Written problem A:
For the thread about rolling the 921 software back to L213, does the text agree with each statement? Answer yes or no for each, and quote the words that decide it. (i) RocketNJ finds the 921 working better with L215. (ii) cleblanc wants the software rolled back with no condition attached. (iii) RocketNJ's local PBS station broadcasts hi def every night.
Written problem B:
Rewrite all the rows below, putting "retail shelving" in place of "warehouse picking" and leaving everything else as it is. Leave the pictures out of your answer.

─── Selected extract ───

# Roll Back Software to L213??



## igleaner (Aug 22, 2002)

After using L215 for a few days and finding more problems and still no fixes for some of the past issues, how many folks would prefer to have the software rolled back to L213?

The worsening of the overscan alone is ruining my picture forcing me to use the 921s poor aspect ratios in place of my TVs superior ARs.


----------



## RocketNJ (Jul 29, 2003)

I find the 921 is working better for me with L215.

Only issue I have is when the OTA tuner is switched to a hi def channel that is not currently broadcasting the 921 will freeze for around 30 seconds. During that time I cannot change channels. My local PBS station only broadcasts hi def in the evenings and not every night as they are still "tweaking" their new transmitter.

The RF remote control is MUCH smoother.


----------



## cleblanc (Dec 18, 2003)

I agree they should roll back the software until the OTA guide issue is resolved.


----------



## TonyB (Jul 5, 2004)

─── Material for the task ───

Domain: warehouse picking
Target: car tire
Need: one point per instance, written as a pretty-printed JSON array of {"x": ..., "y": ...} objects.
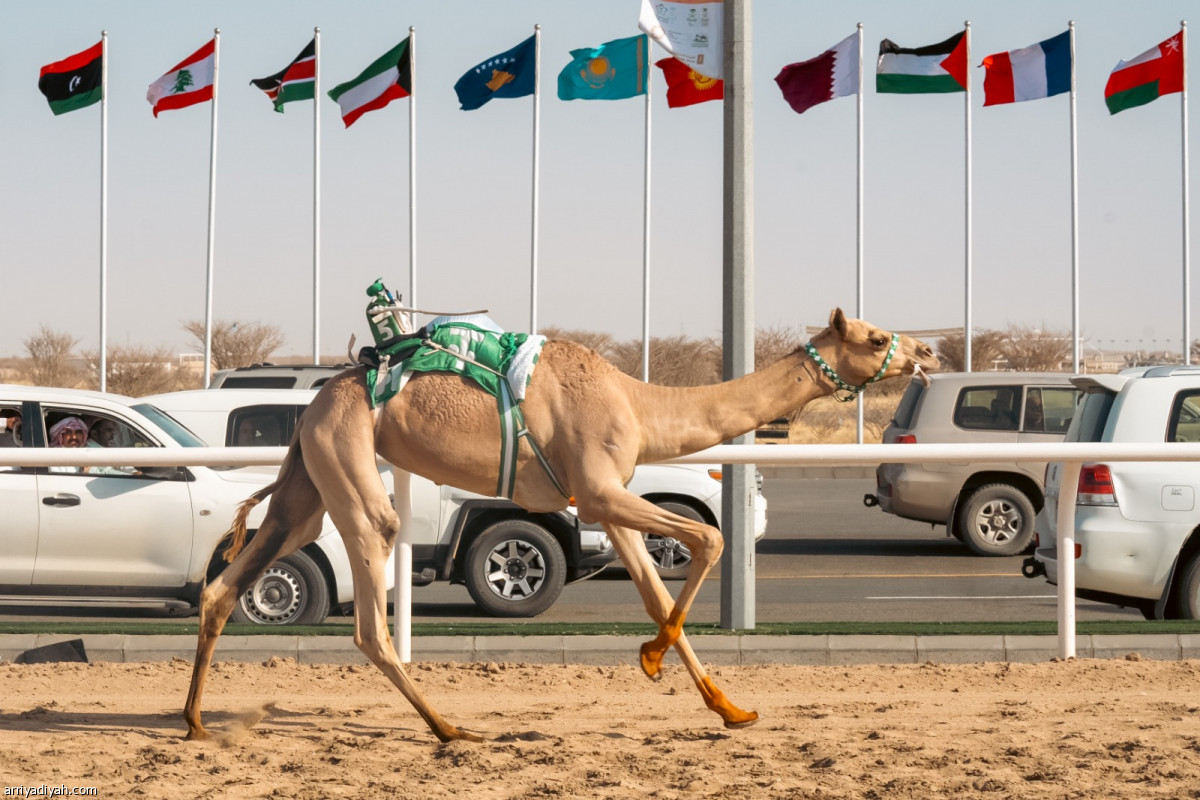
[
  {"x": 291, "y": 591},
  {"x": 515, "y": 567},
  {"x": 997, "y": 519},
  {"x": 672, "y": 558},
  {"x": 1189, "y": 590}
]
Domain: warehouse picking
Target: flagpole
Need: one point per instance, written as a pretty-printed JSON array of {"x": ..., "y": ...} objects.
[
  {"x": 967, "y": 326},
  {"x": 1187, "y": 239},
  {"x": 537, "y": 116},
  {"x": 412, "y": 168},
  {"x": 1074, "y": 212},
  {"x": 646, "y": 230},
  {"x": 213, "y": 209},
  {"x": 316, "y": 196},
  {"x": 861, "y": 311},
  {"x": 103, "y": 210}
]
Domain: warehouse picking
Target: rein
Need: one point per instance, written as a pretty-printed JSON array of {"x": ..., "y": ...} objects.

───

Written answer A:
(i) Yes: "I find the 921 is working better for me with L215."
(ii) No: "I agree they should roll back the software until the OTA guide issue is resolved."
(iii) No: "My local PBS station only broadcasts hi def in the evenings and not every night"

Written answer B:
Domain: retail shelving
Target: car tire
Need: one point per instance, written as a pretty-printed JSON array of {"x": ..., "y": ...} objects.
[
  {"x": 291, "y": 591},
  {"x": 515, "y": 567},
  {"x": 997, "y": 519},
  {"x": 672, "y": 558},
  {"x": 1189, "y": 590}
]
Domain: retail shelving
Target: flagpole
Need: one point per instance, written as a pretty-printed JSON array of {"x": ..., "y": ...} objects.
[
  {"x": 967, "y": 326},
  {"x": 1187, "y": 239},
  {"x": 537, "y": 116},
  {"x": 412, "y": 168},
  {"x": 1074, "y": 212},
  {"x": 646, "y": 230},
  {"x": 213, "y": 209},
  {"x": 316, "y": 196},
  {"x": 861, "y": 311},
  {"x": 103, "y": 210}
]
Domain: retail shelving
Target: rein
Need: one point per instance, written as a pretty-printed JSON array of {"x": ..., "y": ...} objects.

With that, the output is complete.